**ARBEITSAUFTRAG**
Aktualisieren Sie im Textauszug über das assoziative Lernen von Tauben den Abschnitt, der mit den Worten „Lind, der Biologe, stimmt“ beginnt und mit „Mechanismen zu erfordern.“ endet, indem Sie „zu simpel“ durch „zu einfach“ ersetzen. Geben Sie den so geänderten Abschnitt vollständig wieder.

Wenn Computer solche Leistungen mit einem taubenartigen Gehirn erzielen können, dann stellen einige Tierforscher die Frage, ob Tauben selbst mehr Anerkennung verdienen. Der Psychologe Ed Wasserman von der University of Iowa trainierte Tauben, eine komplexe Kategorisierungsaufgabe erfolgreich zu lösen, die Studenten überforderte. Die Studenten suchten fruchtlos nach Regeln, während die Tauben durch Übung und Assoziation einfach ein intuitives „Gefühl“ für die Kategorien entwickelten. Wasserman trainierte Tauben sogar darin, Krebsgewebe und Herzinfarktsymptome in medizinischen Scans mit einer Genauigkeit zu erkennen, die mit erfahrenen Ärzten vergleichbar ist. Er findet es rätselhaft, dass assoziatives Lernen oft als grober Mechanismus angesehen wird, der für die Intelligenz von Tieren wie Affen oder Krähen unzureichend ist.

Lind, der Biologe, stimmt dem zu und findet es ironisch, dass assoziative Prozesse, die für den Fortschritt der KI fundamental sind, für die biologische Intelligenz als zu simpel angesehen werden. Er zitiert Suttons und Bartos Arbeit in seiner biologischen Forschung und schlägt vor, dass flexible Verhaltensweisen wie soziales Lernen und Werkzeuggebrauch aus assoziativem Lernen entstehen könnten, anstatt komplexe kognitive Mechanismen zu erfordern.

Obwohl einige sich unwohl fühlen mögen bei einer Wiederbelebung der behavioristischen Theorie, bedeutet die Behauptung, dass Tiere durch Assoziation lernen, nicht, sie als einfältig zu bezeichnen. Wissenschaftler wie Lind und Wasserman erkennen die Rolle von Instinkt und Emotion im Tierverhalten an. Ihr Punkt ist, dass assoziatives Lernen ein weitaus potenterer, sogar „kognitiver“ Mechanismus ist, als viele Kollegen glauben. Wie der Psychologe Robert Rescorla, dessen Arbeit sowohl Wasserman als auch Sutton beeinflusste, vorschlug, ist Assoziation kein „mechanischer Prozess auf niedriger Ebene“, sondern „ein primäres Mittel, mit dem der Organismus die Struktur seiner Welt darstellt“.

**INFORMATIONEN**
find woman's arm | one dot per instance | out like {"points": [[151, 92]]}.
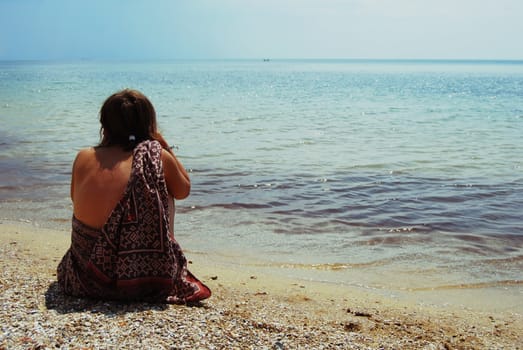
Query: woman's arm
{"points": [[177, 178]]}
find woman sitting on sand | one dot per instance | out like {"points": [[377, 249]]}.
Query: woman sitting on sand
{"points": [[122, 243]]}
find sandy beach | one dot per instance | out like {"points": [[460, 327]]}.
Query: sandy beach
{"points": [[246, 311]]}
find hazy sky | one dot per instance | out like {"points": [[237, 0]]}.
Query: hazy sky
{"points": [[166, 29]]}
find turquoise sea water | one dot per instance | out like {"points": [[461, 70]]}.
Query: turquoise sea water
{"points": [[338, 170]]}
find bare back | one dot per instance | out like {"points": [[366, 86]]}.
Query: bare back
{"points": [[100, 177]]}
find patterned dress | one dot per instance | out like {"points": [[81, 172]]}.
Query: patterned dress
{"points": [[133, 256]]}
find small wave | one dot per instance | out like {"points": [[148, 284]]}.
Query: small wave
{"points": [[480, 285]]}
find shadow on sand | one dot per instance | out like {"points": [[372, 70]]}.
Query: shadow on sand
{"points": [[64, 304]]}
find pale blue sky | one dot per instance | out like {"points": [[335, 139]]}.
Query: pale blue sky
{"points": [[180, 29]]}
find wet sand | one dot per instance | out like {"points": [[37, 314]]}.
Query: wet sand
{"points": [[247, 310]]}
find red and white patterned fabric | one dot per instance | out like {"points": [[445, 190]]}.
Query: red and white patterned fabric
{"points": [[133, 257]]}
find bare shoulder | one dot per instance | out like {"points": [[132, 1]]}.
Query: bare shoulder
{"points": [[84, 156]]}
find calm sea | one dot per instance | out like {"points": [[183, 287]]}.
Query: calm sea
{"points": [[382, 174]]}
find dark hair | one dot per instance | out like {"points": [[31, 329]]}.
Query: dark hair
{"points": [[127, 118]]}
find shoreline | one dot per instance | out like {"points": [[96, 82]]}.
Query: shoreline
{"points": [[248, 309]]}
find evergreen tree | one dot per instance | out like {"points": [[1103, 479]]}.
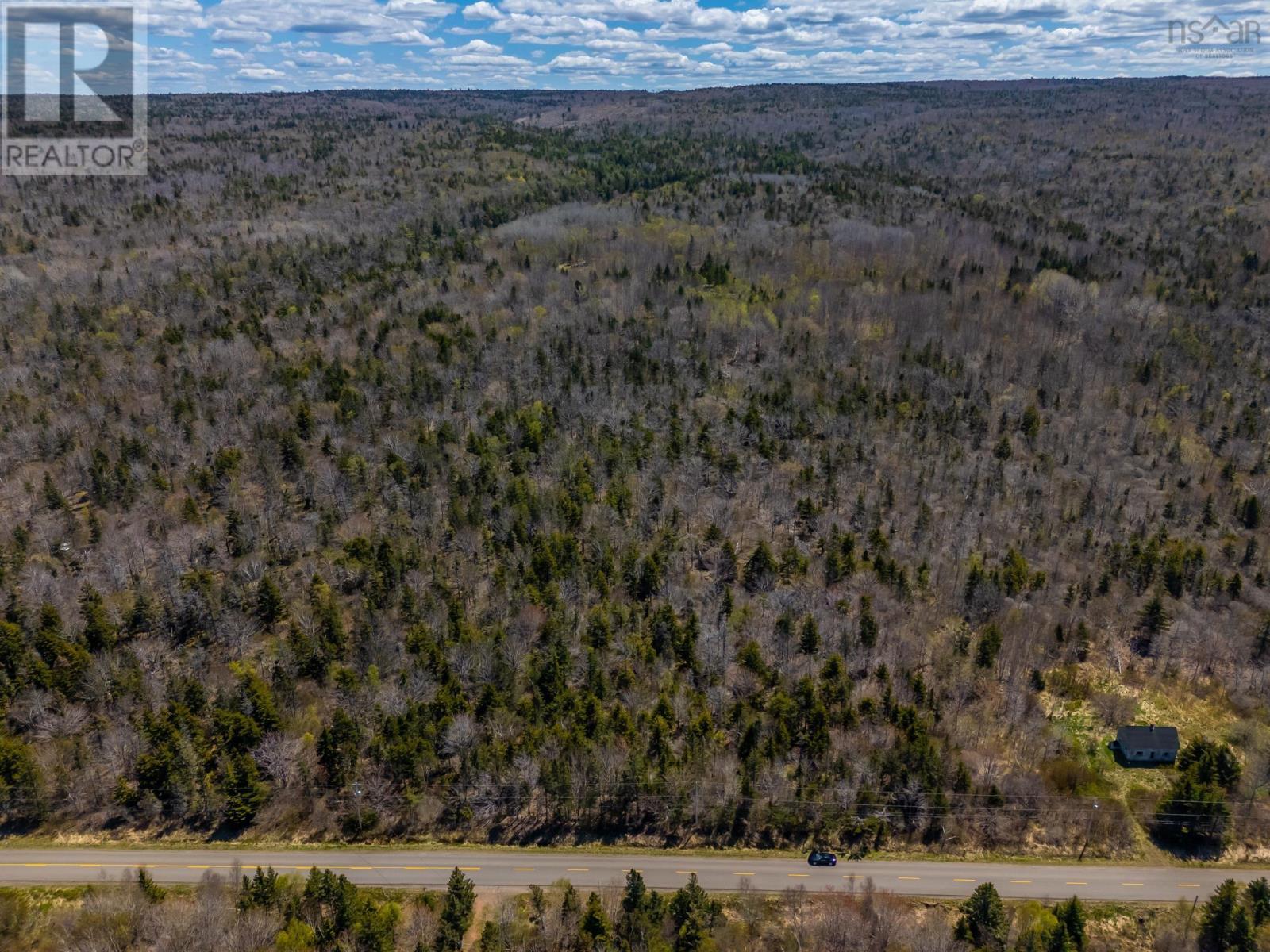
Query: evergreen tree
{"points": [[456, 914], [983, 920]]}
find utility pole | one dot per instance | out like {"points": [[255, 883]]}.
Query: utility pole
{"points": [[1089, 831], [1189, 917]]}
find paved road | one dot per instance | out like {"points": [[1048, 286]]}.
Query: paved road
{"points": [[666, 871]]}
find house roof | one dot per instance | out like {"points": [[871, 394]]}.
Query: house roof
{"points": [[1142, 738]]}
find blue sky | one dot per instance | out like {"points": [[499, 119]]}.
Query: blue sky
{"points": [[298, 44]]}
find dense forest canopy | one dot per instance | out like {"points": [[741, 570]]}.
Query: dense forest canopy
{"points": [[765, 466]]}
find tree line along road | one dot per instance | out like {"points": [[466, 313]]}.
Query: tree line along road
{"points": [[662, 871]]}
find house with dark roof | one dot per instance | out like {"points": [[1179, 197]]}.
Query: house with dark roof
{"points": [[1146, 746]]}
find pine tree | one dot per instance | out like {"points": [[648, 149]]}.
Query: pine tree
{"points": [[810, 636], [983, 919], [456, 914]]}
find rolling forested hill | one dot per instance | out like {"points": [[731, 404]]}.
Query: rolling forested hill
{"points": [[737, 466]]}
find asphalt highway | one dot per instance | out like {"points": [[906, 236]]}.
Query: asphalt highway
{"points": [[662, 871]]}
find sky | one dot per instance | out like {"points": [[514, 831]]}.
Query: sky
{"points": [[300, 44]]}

...

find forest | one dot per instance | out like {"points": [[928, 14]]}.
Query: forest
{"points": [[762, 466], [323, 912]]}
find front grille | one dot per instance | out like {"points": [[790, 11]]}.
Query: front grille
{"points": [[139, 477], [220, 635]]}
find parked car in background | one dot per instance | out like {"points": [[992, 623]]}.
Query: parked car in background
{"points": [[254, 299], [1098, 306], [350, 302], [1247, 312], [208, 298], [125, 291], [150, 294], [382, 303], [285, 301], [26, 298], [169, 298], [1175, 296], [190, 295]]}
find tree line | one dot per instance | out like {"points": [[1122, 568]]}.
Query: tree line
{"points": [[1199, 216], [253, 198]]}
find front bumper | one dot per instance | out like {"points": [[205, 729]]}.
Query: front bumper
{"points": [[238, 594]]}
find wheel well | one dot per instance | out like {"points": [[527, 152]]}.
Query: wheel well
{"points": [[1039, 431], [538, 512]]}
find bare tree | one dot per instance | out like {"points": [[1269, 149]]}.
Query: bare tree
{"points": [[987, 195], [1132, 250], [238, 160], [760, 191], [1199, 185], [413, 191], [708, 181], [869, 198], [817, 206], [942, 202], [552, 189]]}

**BEARBEITETE AUFGABE**
Lind, der Biologe, stimmt dem zu und findet es ironisch, dass assoziative Prozesse, die für den Fortschritt der KI fundamental sind, für die biologische Intelligenz als zu einfach angesehen werden. Er zitiert Suttons und Bartos Arbeit in seiner biologischen Forschung und schlägt vor, dass flexible Verhaltensweisen wie soziales Lernen und Werkzeuggebrauch aus assoziativem Lernen entstehen könnten, anstatt komplexe kognitive Mechanismen zu erfordern.